▸ **Objective**
Rewrite the material below as a Markdown table with the columns Row and Line, one numbered row per line and no blank lines. Start at the line containing "Where can you see the neighboring" and end with the last line of the material.
▬▬▬▬▬▬▬▬▬▬
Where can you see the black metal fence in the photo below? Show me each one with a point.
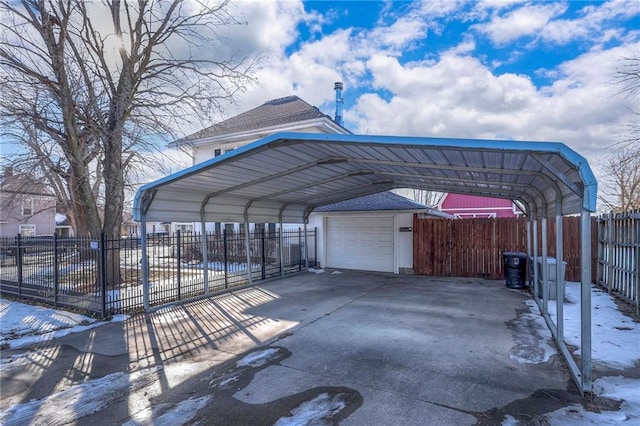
(104, 276)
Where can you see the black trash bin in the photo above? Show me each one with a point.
(515, 269)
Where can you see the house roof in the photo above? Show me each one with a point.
(24, 184)
(376, 202)
(285, 176)
(275, 112)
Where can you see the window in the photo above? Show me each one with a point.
(27, 206)
(27, 230)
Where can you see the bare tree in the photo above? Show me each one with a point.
(90, 88)
(621, 189)
(627, 77)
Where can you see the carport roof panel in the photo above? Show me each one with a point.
(289, 174)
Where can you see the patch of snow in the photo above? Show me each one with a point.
(179, 414)
(216, 383)
(615, 338)
(120, 318)
(23, 325)
(510, 421)
(614, 387)
(322, 407)
(258, 358)
(77, 401)
(169, 315)
(534, 342)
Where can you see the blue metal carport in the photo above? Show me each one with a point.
(283, 177)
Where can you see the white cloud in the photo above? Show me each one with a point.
(542, 22)
(461, 97)
(524, 21)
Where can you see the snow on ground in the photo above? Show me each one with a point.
(615, 338)
(317, 411)
(77, 401)
(23, 324)
(615, 387)
(173, 415)
(258, 359)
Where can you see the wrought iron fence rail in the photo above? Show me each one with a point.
(104, 276)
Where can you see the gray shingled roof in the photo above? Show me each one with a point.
(272, 113)
(374, 202)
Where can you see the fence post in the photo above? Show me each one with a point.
(226, 258)
(56, 276)
(19, 263)
(102, 276)
(610, 253)
(636, 221)
(264, 260)
(178, 262)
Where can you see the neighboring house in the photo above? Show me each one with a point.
(289, 114)
(27, 207)
(472, 206)
(373, 233)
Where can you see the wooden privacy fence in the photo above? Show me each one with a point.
(619, 254)
(474, 247)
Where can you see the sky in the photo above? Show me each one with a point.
(614, 346)
(497, 69)
(494, 69)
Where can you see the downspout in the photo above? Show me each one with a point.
(585, 298)
(559, 270)
(545, 272)
(145, 263)
(205, 254)
(246, 241)
(281, 240)
(339, 102)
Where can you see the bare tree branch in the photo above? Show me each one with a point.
(87, 96)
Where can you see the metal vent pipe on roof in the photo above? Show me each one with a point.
(339, 102)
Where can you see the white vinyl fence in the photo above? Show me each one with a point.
(619, 254)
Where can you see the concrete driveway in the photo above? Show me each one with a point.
(349, 348)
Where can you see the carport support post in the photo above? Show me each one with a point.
(536, 286)
(247, 246)
(145, 264)
(585, 298)
(559, 277)
(306, 248)
(545, 272)
(281, 248)
(205, 252)
(532, 263)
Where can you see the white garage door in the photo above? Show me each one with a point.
(360, 242)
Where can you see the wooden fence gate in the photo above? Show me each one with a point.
▬▬▬▬▬▬▬▬▬▬
▸ **Solved problem**
| Row | Line |
|---|---|
| 1 | Where can you see the neighboring house in the photo above? Show me each one with a point. |
| 2 | (289, 114) |
| 3 | (27, 207) |
| 4 | (472, 206) |
| 5 | (373, 233) |
| 6 | Where can you see the wooden privacy fence in the photo above? Show me each one with a point. |
| 7 | (619, 254) |
| 8 | (474, 247) |
| 9 | Where can you see the sky in the photo above? Show me each one with a point. |
| 10 | (614, 346) |
| 11 | (497, 69) |
| 12 | (494, 69) |
| 13 | Where can you see the downspout in the photo above? Show me each one with a point. |
| 14 | (585, 298) |
| 15 | (559, 270) |
| 16 | (545, 272) |
| 17 | (145, 263) |
| 18 | (205, 254) |
| 19 | (246, 241) |
| 20 | (281, 240) |
| 21 | (339, 102) |
| 22 | Where can you see the bare tree branch in the photo above? Show me each one with a point. |
| 23 | (87, 96) |
| 24 | Where can you see the metal vent pipe on roof in the photo above? Show me each one with a point. |
| 25 | (339, 102) |
| 26 | Where can you see the white vinyl fence in the photo above? Show me each one with a point. |
| 27 | (619, 254) |
| 28 | Where can you see the concrete driveway in the photo above? Show me each one with a point. |
| 29 | (349, 348) |
| 30 | Where can you see the carport support post in the photo above? Show me each one with a point. |
| 31 | (536, 286) |
| 32 | (247, 246) |
| 33 | (145, 264) |
| 34 | (585, 298) |
| 35 | (559, 277) |
| 36 | (306, 248) |
| 37 | (545, 272) |
| 38 | (281, 248) |
| 39 | (205, 252) |
| 40 | (532, 263) |
| 41 | Where can you see the white garage door in the photo above? Show me each one with a point. |
| 42 | (360, 242) |
| 43 | Where can you see the wooden fence gate in the photo above? Show me each one with a point. |